In this case, Judge Niedermeier took the second approach. He said that encryption keys can be "testimonial," and even the prosecution's alternative of asking the defendant to type in the passphrase when nobody was looking would be insufficient.

Laptop files: Unencrypted, then encrypted
A second reason this case is unusual is that Boucher was initially arrested when customs agents stopped him and searched his laptop when he and his father crossed the border from Canada on December 17, 2006. An officer opened the laptop, accessed the files without a password or passphrase, and allegedly discovered "thousands of images of adult pornography and animation depicting adult and child pornography."

Boucher was read his Miranda rights, waived them, and allegedly told the customs agents that he may have downloaded child pornography. But then--and this is key--the laptop was shut down after Boucher was arrested. It wasn't until December 26 that a Vermont Department of Corrections officer tried to access the laptop--prosecutors obtained a subpoena on December 19--and found that the Z: drive was encrypted with PGP, or Pretty Good Privacy. (PGP sells software, including whole disk encryption and drive-specific encryption. It's a little unclear what exactly happened, but one likely scenario is that Boucher configured PGP to forget his passphrase, effectively re-encrypting the Z: drive, after a few hours or days had elapsed.)

According to Niedermeier's written opinion, prosecutors sent Boucher a grand jury subpoena asking for the passwords because:

Secret Service Agent Matthew Fasvlo, who has experience and training in computer forensics, testified that it is nearly impossible to access these encrypted files without knowing the password. There are no "back doors" or secret entrances to access the files. The only way to get access without the password is to use an automated system which repeatedly guesses passwords. According to the government, the process to unlock drive Z could take years, based on efforts to unlock similarly encrypted files in another case. Despite its best efforts, to date the government has been unable to learn the password to access drive Z.

REQUEST A:
Answer these questions from the excerpt on the Boucher encryption case:
(i) On what date did Boucher and his father cross the border from Canada?
(ii) What software was used to encrypt the Z: drive?
(iii) On what date did prosecutors obtain a subpoena?
REQUEST B: Extract the portion of the excerpt on the Boucher encryption case from "Secret Service Agent" to "access drive Z.", word for word.
REQUEST C: Write what comes next in the excerpt on the Boucher encryption case, starting after its final sentence.
These entries come from a separate source, unrelated to the passage above.

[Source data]
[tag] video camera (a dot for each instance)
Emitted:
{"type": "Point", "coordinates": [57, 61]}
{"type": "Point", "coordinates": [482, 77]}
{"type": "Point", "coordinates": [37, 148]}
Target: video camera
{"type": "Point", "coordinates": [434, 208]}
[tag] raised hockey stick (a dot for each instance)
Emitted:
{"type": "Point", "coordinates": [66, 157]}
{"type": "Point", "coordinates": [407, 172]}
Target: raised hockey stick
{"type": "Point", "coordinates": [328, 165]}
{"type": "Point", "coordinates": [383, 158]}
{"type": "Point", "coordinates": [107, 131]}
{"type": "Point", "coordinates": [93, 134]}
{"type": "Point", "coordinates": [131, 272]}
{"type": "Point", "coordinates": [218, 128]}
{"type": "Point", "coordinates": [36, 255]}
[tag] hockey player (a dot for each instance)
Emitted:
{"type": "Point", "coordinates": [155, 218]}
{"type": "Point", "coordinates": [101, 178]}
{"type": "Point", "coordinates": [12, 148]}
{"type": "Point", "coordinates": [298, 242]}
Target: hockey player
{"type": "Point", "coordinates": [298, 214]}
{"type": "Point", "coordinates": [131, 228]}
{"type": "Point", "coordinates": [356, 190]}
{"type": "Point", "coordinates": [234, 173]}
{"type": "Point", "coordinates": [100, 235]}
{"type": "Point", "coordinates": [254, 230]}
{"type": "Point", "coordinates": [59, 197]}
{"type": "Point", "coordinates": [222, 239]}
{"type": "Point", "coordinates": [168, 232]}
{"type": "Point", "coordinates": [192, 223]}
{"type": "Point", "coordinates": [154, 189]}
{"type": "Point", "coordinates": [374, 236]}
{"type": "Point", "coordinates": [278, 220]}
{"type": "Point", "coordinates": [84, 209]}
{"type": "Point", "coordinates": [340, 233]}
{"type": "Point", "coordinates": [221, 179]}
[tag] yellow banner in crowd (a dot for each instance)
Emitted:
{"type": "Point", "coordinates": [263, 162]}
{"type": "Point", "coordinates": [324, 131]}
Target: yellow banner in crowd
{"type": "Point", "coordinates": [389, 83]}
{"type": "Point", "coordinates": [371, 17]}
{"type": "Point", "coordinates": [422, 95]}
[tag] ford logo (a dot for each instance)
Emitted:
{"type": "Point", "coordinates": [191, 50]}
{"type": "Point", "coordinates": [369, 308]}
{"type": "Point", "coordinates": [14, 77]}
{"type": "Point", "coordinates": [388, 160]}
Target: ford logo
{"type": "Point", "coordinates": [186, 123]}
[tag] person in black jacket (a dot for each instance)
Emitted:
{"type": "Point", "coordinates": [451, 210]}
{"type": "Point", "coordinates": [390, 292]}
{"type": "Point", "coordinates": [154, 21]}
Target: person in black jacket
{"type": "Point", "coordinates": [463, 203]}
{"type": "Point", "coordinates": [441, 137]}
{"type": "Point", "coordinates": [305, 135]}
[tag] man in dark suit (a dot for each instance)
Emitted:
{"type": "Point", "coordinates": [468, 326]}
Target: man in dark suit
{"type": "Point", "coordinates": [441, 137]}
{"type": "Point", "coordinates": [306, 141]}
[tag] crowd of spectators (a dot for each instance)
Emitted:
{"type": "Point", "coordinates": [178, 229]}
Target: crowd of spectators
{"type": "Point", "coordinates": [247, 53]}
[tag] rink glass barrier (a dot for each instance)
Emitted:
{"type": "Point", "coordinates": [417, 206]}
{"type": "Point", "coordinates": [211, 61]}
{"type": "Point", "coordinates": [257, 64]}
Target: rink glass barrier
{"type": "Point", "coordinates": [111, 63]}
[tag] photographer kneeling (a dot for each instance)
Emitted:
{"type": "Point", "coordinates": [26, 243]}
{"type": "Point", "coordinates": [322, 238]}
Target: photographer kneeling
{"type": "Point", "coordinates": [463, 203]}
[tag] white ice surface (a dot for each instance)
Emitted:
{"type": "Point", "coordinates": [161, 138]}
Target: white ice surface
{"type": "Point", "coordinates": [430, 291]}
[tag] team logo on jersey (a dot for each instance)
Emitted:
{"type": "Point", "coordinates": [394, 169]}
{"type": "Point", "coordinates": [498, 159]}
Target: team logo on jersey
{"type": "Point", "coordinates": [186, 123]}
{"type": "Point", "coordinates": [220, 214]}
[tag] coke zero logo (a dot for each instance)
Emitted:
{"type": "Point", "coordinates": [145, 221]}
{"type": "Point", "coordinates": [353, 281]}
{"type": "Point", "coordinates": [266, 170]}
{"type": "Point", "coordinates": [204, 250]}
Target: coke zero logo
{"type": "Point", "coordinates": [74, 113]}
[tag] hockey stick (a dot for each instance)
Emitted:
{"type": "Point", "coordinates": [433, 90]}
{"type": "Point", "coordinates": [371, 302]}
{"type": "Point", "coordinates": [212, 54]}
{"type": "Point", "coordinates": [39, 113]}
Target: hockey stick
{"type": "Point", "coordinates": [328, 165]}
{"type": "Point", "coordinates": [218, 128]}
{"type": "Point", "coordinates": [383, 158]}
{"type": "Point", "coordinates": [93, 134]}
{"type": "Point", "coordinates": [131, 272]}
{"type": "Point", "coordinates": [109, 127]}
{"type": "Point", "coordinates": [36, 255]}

EXERCISE RESULT A:
(i) December 17, 2006
(ii) PGP, or Pretty Good Privacy
(iii) December 19

EXERCISE RESULT B:
Secret Service Agent Matthew Fasvlo, who has experience and training in computer forensics, testified that it is nearly impossible to access these encrypted files without knowing the password. There are no "back doors" or secret entrances to access the files. The only way to get access without the password is to use an automated system which repeatedly guesses passwords. According to the government, the process to unlock drive Z could take years, based on efforts to unlock similarly encrypted files in another case. Despite its best efforts, to date the government has been unable to learn the password to access drive Z.

EXERCISE RESULT C:
The opinion added:

If the subpoena is requesting production of the files in drive Z, the foregone conclusion doctrine does not apply. While the government has seen some of the files on drive Z, it has not viewed all or even most of them. While the government may know of the existence and location of the files it has previously viewed, it does not know of the existence of other files on drive Z that may contain incriminating material. By compelling entry of the password the government would be compelling production of all the files on drive Z, both known and unknown.

Boucher is a Canadian citizen who is a lawful permanent resident in the United States and lives with his father in Derry, N.H. Two attorneys listed as representing him could not immediately be reached for comment on Friday.

So what happens next? It's possible that prosecutors will be able to establish that Boucher's laptop has child pornography on it without being able to access it: after all, there were at least two federal agents who looked at the laptop when the Z: drive was still unencrypted.

But if this ruling in the case is eventually appealed, it could have a far-reaching impact in a pro-privacy or pro-law-enforcement direction.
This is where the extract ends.